Direction
Please write out all the records below again, swapping every "Quickstart" for "Overview" and changing nothing else. Leave the pictures out of your answer.

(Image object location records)
● ● ● ● ●
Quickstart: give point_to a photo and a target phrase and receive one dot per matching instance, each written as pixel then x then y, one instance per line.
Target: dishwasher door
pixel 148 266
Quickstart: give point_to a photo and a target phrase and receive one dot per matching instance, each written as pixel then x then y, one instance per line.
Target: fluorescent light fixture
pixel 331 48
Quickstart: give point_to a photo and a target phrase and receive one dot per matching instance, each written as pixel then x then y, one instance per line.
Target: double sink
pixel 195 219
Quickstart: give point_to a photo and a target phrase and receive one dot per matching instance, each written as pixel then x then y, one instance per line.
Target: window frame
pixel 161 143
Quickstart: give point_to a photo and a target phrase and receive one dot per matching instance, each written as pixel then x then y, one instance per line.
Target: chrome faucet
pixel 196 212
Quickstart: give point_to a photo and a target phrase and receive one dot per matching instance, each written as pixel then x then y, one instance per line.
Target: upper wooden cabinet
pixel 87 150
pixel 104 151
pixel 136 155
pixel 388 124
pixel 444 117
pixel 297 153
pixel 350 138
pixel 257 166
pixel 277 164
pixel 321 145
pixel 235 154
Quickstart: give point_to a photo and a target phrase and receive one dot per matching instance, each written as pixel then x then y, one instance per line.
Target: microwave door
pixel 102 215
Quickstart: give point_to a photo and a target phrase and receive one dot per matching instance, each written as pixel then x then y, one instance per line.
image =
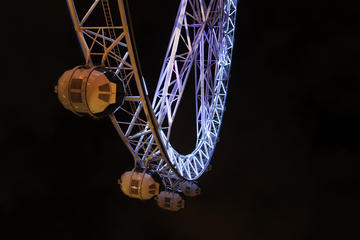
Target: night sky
pixel 284 168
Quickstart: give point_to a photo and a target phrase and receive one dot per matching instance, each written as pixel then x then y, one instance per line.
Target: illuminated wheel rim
pixel 201 45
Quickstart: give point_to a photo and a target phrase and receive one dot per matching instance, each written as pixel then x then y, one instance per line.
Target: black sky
pixel 284 168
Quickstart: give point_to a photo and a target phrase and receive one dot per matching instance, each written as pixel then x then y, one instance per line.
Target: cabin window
pixel 75 97
pixel 104 97
pixel 104 88
pixel 76 83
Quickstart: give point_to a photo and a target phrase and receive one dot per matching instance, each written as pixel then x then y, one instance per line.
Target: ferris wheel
pixel 110 84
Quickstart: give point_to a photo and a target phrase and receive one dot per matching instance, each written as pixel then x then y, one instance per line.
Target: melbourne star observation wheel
pixel 110 83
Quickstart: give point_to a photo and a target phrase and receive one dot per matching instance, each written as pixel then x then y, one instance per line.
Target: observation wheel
pixel 110 83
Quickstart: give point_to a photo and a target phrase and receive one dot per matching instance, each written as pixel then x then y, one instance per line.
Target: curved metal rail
pixel 201 42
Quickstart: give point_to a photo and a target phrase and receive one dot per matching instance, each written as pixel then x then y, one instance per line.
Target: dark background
pixel 285 166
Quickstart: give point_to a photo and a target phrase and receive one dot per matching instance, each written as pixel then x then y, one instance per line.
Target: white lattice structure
pixel 200 50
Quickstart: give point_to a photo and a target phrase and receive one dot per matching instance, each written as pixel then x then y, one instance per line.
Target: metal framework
pixel 200 49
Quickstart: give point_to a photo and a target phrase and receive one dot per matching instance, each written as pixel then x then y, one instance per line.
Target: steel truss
pixel 201 45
● ● ● ● ●
Result of the task
Overview: give point_to a photo and a target phrase and receive one dot per matching instance, each written as pixel then x then y, one instance per line.
Target: dishwasher door
pixel 148 266
Overview: give point_to a photo and a target phrase and receive one dot per matching instance, each written as pixel then x then y, one instance per line.
Target: fluorescent light fixture
pixel 331 48
Overview: give point_to a photo and a target phrase and receive one dot per matching instance, each written as pixel then x then y, one instance per line.
Target: double sink
pixel 195 219
Overview: give point_to a photo and a target phrase and receive one dot per matching instance, each written as pixel then x then y, one instance per line.
Target: window frame
pixel 161 143
Overview: give point_to a photo and a target phrase and receive one dot per matching instance, each written as pixel then x then y, one instance per line.
Target: chrome faucet
pixel 196 212
Overview: give point_to a photo and a target phrase and receive one dot per matching instance, each written as pixel then x then y, one instance per line.
Target: upper wooden cabinet
pixel 87 150
pixel 104 151
pixel 136 155
pixel 388 124
pixel 444 117
pixel 297 153
pixel 350 138
pixel 257 166
pixel 277 164
pixel 321 145
pixel 235 154
Overview: give point_to a photo and a target phrase and receive one dot per matching instance, each written as pixel then x then y, one instance per line.
Target: microwave door
pixel 102 215
Overview: give point_to a photo and a target phrase and receive one dot per matching instance, each written as pixel then x then y, one instance per line.
image =
Target: night sky
pixel 284 168
Overview: give point_to a photo and a target phrase and receive one dot per matching instance, each written as pixel then x then y, one instance per line.
Target: illuminated wheel rim
pixel 201 45
Overview: give point_to a photo and a target phrase and receive one dot per matching instance, each written as pixel then x then y, one instance per line.
Target: black sky
pixel 284 168
Overview: give point_to a photo and a target phrase and receive one dot per matching instance, each written as pixel then x then y, one instance per line.
Target: cabin window
pixel 75 97
pixel 104 97
pixel 104 88
pixel 76 83
Overview: give point_to a photo and a target phrase and receive one dot per matching instance, each written as pixel then x then y, one instance per line.
Target: ferris wheel
pixel 110 84
Overview: give point_to a photo and a target phrase and receive one dot per matching instance, each written as pixel then x then y, one instance per line.
Target: melbourne star observation wheel
pixel 110 83
Overview: give point_to a photo and a target phrase and receive one dot per matching instance, each written as pixel then x then y, one instance per line.
Target: observation wheel
pixel 110 83
Overview: give point_to a photo and a target phrase and receive one dot per matching instance, each written as pixel then x then y, one instance per line.
Target: curved metal rail
pixel 201 42
Overview: give point_to a photo and a target phrase and receive one dot per matching instance, each written as pixel then x then y, one instance per line.
Target: dark background
pixel 285 166
Overview: give point_to a photo and a target phrase and receive one dot per matching instance, each written as pixel then x then y, one instance per line.
Target: white lattice structure
pixel 200 50
Overview: give point_to a photo and a target phrase and receive one dot per matching instance, each written as pixel then x then y, one instance per line.
Target: metal framework
pixel 200 49
Overview: give point_to a photo and a target phrase and receive one dot per matching instance, each written as pixel then x then y, one instance per line.
Target: steel truss
pixel 201 45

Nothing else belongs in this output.